PROVIDED ENTRIES:

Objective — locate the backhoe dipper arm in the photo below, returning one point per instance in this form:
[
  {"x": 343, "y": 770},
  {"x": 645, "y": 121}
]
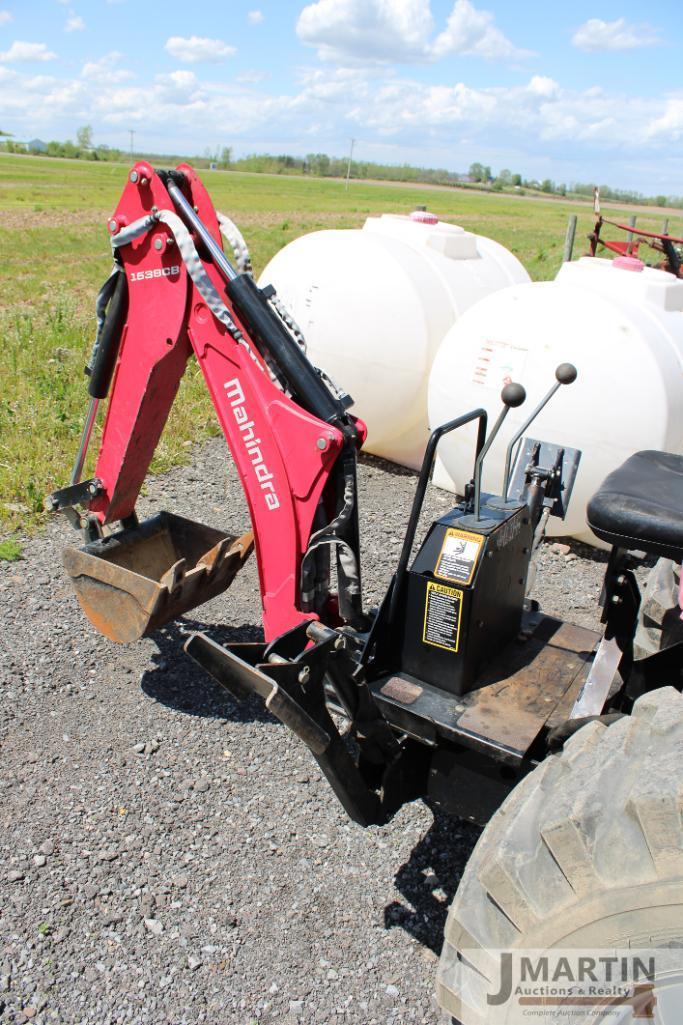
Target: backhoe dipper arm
[{"x": 287, "y": 457}]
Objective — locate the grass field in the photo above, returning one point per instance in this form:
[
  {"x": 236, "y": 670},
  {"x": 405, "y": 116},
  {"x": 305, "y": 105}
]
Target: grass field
[{"x": 54, "y": 254}]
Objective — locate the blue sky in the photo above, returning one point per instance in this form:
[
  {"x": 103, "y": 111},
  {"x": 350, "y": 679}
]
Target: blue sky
[{"x": 590, "y": 91}]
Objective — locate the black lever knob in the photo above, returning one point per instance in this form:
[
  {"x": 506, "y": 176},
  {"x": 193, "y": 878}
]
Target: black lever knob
[
  {"x": 513, "y": 395},
  {"x": 566, "y": 373}
]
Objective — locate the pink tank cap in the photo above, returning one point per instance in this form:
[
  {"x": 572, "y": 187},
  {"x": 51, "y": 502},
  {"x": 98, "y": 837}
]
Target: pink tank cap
[
  {"x": 424, "y": 217},
  {"x": 629, "y": 263}
]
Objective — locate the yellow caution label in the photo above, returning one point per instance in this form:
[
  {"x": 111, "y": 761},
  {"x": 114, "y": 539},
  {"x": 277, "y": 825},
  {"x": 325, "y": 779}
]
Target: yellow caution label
[
  {"x": 459, "y": 556},
  {"x": 443, "y": 607}
]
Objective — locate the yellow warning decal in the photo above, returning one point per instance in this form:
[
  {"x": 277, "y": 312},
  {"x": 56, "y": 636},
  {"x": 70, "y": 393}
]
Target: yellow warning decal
[
  {"x": 458, "y": 557},
  {"x": 442, "y": 616}
]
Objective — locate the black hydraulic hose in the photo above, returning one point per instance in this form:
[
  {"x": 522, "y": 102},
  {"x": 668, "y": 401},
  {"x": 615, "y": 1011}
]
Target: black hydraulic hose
[
  {"x": 107, "y": 346},
  {"x": 272, "y": 337}
]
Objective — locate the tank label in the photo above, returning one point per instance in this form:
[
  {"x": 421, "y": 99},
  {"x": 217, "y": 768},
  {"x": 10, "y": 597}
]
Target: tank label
[
  {"x": 498, "y": 363},
  {"x": 442, "y": 616},
  {"x": 458, "y": 557}
]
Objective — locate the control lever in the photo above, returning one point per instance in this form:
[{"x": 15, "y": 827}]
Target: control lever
[
  {"x": 565, "y": 374},
  {"x": 512, "y": 396}
]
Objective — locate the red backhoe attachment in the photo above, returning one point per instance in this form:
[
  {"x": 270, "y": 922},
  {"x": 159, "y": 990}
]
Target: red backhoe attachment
[{"x": 172, "y": 293}]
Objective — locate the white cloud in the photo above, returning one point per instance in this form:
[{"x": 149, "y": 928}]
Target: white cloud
[
  {"x": 198, "y": 49},
  {"x": 23, "y": 52},
  {"x": 529, "y": 126},
  {"x": 105, "y": 70},
  {"x": 367, "y": 30},
  {"x": 400, "y": 31},
  {"x": 473, "y": 33},
  {"x": 596, "y": 35},
  {"x": 74, "y": 23},
  {"x": 251, "y": 77}
]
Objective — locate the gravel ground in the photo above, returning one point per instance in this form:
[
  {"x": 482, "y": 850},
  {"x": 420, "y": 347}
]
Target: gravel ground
[{"x": 168, "y": 857}]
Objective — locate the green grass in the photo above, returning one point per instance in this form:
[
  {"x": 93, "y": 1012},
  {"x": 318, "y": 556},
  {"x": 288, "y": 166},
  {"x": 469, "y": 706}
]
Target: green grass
[
  {"x": 10, "y": 550},
  {"x": 54, "y": 254}
]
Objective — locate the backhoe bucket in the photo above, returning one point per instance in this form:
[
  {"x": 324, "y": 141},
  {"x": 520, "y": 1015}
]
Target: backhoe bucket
[{"x": 133, "y": 581}]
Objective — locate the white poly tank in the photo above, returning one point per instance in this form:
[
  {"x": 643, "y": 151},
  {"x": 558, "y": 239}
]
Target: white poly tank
[
  {"x": 374, "y": 303},
  {"x": 619, "y": 323}
]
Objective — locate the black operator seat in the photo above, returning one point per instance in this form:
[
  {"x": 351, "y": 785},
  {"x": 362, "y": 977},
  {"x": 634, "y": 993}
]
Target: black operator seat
[{"x": 639, "y": 506}]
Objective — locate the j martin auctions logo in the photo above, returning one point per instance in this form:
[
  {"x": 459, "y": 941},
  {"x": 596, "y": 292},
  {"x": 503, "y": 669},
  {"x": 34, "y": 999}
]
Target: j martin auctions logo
[
  {"x": 574, "y": 986},
  {"x": 577, "y": 981}
]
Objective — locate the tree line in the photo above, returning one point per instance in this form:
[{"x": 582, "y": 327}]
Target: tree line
[{"x": 478, "y": 176}]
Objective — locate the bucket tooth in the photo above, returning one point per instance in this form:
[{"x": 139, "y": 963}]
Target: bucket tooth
[{"x": 134, "y": 580}]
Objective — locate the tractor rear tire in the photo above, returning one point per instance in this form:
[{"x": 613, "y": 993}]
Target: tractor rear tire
[{"x": 587, "y": 852}]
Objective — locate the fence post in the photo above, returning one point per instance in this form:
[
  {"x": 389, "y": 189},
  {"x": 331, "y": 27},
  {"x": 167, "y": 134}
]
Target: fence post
[{"x": 569, "y": 239}]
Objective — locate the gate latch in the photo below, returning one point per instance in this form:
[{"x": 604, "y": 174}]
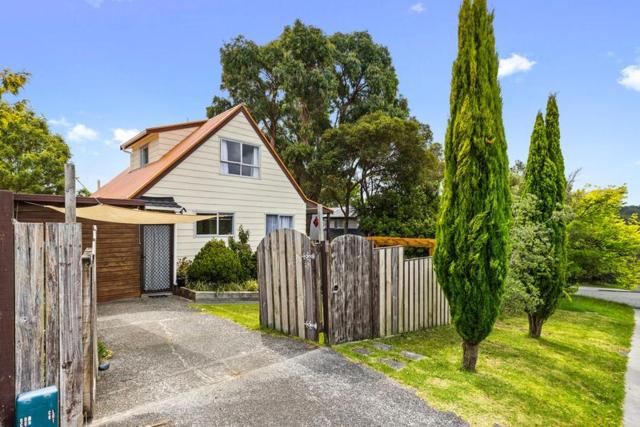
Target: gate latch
[{"x": 310, "y": 325}]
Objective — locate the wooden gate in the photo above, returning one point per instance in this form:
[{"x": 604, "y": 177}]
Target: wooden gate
[
  {"x": 289, "y": 276},
  {"x": 347, "y": 289},
  {"x": 55, "y": 312},
  {"x": 352, "y": 297}
]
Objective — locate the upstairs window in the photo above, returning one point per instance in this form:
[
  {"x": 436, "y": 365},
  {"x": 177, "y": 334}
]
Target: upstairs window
[
  {"x": 239, "y": 159},
  {"x": 220, "y": 225},
  {"x": 275, "y": 222},
  {"x": 144, "y": 155}
]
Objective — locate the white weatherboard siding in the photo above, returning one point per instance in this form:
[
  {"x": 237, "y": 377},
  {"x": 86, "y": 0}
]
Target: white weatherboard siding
[{"x": 198, "y": 185}]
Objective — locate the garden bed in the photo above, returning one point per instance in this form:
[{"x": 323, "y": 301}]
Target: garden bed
[{"x": 217, "y": 296}]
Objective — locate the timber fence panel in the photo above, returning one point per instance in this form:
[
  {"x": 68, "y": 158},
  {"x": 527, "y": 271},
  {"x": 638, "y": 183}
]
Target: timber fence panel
[{"x": 29, "y": 307}]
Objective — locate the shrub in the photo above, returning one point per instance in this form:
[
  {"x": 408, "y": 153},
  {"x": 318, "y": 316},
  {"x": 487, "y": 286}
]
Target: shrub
[
  {"x": 247, "y": 257},
  {"x": 215, "y": 263}
]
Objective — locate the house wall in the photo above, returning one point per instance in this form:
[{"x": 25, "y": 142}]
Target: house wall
[{"x": 198, "y": 185}]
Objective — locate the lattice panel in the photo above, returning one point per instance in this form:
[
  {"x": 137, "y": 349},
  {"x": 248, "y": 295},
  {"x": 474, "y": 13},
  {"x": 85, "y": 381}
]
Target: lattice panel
[{"x": 157, "y": 257}]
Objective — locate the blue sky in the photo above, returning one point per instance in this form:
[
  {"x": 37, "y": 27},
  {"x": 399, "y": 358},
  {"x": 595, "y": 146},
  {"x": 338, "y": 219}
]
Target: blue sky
[{"x": 102, "y": 69}]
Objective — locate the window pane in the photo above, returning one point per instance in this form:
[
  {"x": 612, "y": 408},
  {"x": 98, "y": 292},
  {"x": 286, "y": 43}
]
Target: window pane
[
  {"x": 225, "y": 224},
  {"x": 272, "y": 223},
  {"x": 249, "y": 155},
  {"x": 233, "y": 151},
  {"x": 234, "y": 168},
  {"x": 286, "y": 222},
  {"x": 206, "y": 227},
  {"x": 249, "y": 171}
]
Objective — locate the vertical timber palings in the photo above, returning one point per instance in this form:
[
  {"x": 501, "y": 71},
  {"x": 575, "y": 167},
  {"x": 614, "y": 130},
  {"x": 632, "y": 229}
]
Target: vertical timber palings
[
  {"x": 299, "y": 282},
  {"x": 7, "y": 307}
]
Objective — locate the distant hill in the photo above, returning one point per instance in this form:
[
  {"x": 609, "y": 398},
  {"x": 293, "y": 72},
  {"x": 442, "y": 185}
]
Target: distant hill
[{"x": 627, "y": 211}]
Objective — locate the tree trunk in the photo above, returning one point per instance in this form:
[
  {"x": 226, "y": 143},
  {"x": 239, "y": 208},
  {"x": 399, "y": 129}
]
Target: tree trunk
[
  {"x": 469, "y": 356},
  {"x": 535, "y": 326}
]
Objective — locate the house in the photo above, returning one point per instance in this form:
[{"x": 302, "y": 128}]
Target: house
[
  {"x": 223, "y": 166},
  {"x": 337, "y": 222}
]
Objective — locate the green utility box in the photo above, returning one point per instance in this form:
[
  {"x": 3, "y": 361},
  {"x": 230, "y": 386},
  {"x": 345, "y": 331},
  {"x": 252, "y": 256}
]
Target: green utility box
[{"x": 37, "y": 408}]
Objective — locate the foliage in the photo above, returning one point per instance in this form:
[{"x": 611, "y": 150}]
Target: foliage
[
  {"x": 544, "y": 179},
  {"x": 530, "y": 256},
  {"x": 248, "y": 261},
  {"x": 183, "y": 267},
  {"x": 304, "y": 83},
  {"x": 200, "y": 285},
  {"x": 582, "y": 382},
  {"x": 472, "y": 232},
  {"x": 103, "y": 352},
  {"x": 603, "y": 248},
  {"x": 376, "y": 153},
  {"x": 247, "y": 315},
  {"x": 31, "y": 157},
  {"x": 628, "y": 211},
  {"x": 575, "y": 376},
  {"x": 215, "y": 263}
]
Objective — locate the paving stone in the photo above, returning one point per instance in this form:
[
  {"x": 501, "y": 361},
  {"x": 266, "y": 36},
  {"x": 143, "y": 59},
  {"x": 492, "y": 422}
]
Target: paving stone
[
  {"x": 412, "y": 356},
  {"x": 382, "y": 346},
  {"x": 393, "y": 363}
]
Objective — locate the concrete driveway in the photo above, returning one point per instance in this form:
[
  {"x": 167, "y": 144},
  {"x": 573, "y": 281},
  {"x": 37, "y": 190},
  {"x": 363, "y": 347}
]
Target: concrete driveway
[
  {"x": 173, "y": 365},
  {"x": 632, "y": 378}
]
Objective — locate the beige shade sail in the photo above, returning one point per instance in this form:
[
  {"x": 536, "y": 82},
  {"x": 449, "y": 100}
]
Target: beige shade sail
[{"x": 108, "y": 213}]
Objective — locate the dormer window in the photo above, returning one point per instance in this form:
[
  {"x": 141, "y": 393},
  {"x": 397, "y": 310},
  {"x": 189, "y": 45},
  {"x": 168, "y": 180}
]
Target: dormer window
[
  {"x": 237, "y": 158},
  {"x": 144, "y": 155}
]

WHAT IS REQUIRED:
Write out, word for word, every line from the one containing "Objective — locate the paving" through the last line of the records above.

WRITTEN ANSWER:
Objective — locate the paving stone in the photo above, returning one point per instance in this form:
[
  {"x": 501, "y": 361},
  {"x": 266, "y": 36},
  {"x": 143, "y": 59},
  {"x": 492, "y": 422}
]
Target: paving stone
[
  {"x": 412, "y": 356},
  {"x": 382, "y": 346},
  {"x": 393, "y": 363}
]
Objective — locate the concrete driveway in the photo above, returning one point per instance in this form:
[
  {"x": 167, "y": 144},
  {"x": 573, "y": 281},
  {"x": 37, "y": 190},
  {"x": 363, "y": 347}
]
Target: concrete driveway
[
  {"x": 173, "y": 365},
  {"x": 632, "y": 378}
]
Objective — locate the beige shade sail in the photo above, returning one point per instance in this form:
[
  {"x": 536, "y": 82},
  {"x": 449, "y": 100}
]
Target: beige shade sail
[{"x": 108, "y": 213}]
Objective — locate the dormer window in the photo above, returning one point per instance in this form:
[
  {"x": 141, "y": 393},
  {"x": 397, "y": 310},
  {"x": 189, "y": 45},
  {"x": 168, "y": 180}
]
Target: dormer window
[
  {"x": 237, "y": 158},
  {"x": 144, "y": 155}
]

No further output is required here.